■ Tarea A: Edita el tramo del texto sobre Miguel Ángel Cabodevilla que va desde "Fotos: Daniel Andrade" hasta "defensivo. Y presentido." y escríbelo de nuevo con "misionero" en lugar de "sacerdote".

═══ Fuente ═══

Miguel Ángel Cabodevilla: Un cura vasco entre los Aucas

Por Omar Ospina

Fotos: Daniel Andrade

            Miguel Ángel Cabodevilla ha sido, en los últimos quince años, símbolo del trabajo misional en la Amazonía ecuatoriana. Con sede en Pompeya, a orillas del Aguarico, este cura vasco, que tiene la aparente fragilidad del bambú, llegó cuando por esas tierras ejercía su apostolado otro sacerdote que luego dejaría vacío el lugar a causa de las ochenta y cinco lanzas tagaeris que horadaron su cuerpo, en un ritual de muerte que para la cultura blanco-mestiza fue un acto de barbarie y para víctima y victimarios un hecho necesario y defensivo. Y presentido.

Pero el ejemplo que dejó Monseñor Alejandro Labaca fue suficiente, y Miguel Ángel, capuchino como su antecesor, retomó el trabajo con igual vocación. Dan fe de ello algunos libros de su autoría, en los que narra las peripecias de su labor, la historia de esos pueblos remotos, la realidad de culturas tan diferentes a la occidental, e inclusive la riqueza natural y arqueológica de esas regiones. Pero él no se muestra muy orgulloso de ese trabajo de investigación y escritura que estima aleatorio y marginal a ese otro que lleva en la sangre: su vocación de misionero.

═══

■ Tarea B: Filtra el listado y copia cada línea que contenga la cadena "subject", distinguiendo entre mayúsculas y minúsculas.

═══ Listado proporcionado ═══

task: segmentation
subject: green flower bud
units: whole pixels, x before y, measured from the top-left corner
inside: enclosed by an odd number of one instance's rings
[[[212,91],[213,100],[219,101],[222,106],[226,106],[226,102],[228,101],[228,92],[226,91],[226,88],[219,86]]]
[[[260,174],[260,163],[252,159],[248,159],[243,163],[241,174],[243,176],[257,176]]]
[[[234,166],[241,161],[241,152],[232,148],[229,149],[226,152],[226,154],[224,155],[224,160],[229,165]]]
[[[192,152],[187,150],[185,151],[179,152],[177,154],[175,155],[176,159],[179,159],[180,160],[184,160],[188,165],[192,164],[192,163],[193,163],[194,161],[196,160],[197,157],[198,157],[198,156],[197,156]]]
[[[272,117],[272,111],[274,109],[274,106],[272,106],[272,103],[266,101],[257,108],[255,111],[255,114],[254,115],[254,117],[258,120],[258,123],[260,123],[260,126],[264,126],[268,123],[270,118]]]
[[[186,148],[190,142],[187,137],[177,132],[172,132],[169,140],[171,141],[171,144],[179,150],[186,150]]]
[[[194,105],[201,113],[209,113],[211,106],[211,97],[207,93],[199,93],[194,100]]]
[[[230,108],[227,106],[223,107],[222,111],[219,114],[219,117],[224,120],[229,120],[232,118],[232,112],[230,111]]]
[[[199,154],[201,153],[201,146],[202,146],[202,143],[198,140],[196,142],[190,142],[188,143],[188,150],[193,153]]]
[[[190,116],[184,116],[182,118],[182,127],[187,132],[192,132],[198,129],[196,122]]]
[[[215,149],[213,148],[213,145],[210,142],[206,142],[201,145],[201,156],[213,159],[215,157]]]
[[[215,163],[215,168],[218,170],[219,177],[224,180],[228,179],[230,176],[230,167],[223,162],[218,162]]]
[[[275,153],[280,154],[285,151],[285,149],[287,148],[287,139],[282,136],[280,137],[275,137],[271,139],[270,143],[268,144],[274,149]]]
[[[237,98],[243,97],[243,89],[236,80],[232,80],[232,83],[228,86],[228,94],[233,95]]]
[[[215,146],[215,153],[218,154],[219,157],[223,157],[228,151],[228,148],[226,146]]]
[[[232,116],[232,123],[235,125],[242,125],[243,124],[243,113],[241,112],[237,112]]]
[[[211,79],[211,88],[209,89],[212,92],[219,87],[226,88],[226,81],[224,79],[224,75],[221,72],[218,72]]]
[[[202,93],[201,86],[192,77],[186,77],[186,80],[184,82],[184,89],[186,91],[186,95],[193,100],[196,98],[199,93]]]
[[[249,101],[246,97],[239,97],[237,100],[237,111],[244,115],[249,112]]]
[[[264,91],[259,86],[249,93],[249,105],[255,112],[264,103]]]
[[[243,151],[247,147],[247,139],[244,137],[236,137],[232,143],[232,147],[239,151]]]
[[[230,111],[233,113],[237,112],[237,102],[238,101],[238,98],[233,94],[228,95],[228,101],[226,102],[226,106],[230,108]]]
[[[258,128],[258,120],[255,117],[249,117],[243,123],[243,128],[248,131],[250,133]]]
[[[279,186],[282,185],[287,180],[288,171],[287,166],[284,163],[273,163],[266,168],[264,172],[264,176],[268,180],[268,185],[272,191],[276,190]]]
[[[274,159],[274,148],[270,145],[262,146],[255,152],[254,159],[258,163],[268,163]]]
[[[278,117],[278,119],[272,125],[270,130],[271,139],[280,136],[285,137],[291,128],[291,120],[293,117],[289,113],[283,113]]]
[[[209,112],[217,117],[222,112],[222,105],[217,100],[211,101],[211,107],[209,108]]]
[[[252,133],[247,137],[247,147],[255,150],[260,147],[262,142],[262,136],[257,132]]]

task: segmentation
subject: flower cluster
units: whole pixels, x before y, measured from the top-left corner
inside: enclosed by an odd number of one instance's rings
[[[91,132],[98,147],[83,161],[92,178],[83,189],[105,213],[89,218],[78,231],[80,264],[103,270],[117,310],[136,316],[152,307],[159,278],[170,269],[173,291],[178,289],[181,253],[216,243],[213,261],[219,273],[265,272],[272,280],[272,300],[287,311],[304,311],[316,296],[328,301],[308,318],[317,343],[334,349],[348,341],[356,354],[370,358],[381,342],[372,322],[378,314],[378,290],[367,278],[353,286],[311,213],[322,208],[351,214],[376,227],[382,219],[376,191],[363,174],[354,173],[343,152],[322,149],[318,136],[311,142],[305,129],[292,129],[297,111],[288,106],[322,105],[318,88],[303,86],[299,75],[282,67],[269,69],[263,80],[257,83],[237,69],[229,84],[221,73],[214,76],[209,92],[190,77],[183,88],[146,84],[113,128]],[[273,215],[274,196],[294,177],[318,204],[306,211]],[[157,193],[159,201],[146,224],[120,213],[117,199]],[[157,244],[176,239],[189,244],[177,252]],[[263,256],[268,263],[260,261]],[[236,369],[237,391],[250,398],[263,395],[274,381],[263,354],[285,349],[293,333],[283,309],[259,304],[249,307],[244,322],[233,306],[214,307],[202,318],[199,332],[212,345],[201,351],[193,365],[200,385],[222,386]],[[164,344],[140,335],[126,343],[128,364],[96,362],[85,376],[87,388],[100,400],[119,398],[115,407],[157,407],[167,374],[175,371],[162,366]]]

═══

■ Respuesta completa A:
Fotos: Daniel Andrade

            Miguel Ángel Cabodevilla ha sido, en los últimos quince años, símbolo del trabajo misional en la Amazonía ecuatoriana. Con sede en Pompeya, a orillas del Aguarico, este cura vasco, que tiene la aparente fragilidad del bambú, llegó cuando por esas tierras ejercía su apostolado otro misionero que luego dejaría vacío el lugar a causa de las ochenta y cinco lanzas tagaeris que horadaron su cuerpo, en un ritual de muerte que para la cultura blanco-mestiza fue un acto de barbarie y para víctima y victimarios un hecho necesario y defensivo. Y presentido.

■ Respuesta completa B:
subject: green flower bud
subject: flower cluster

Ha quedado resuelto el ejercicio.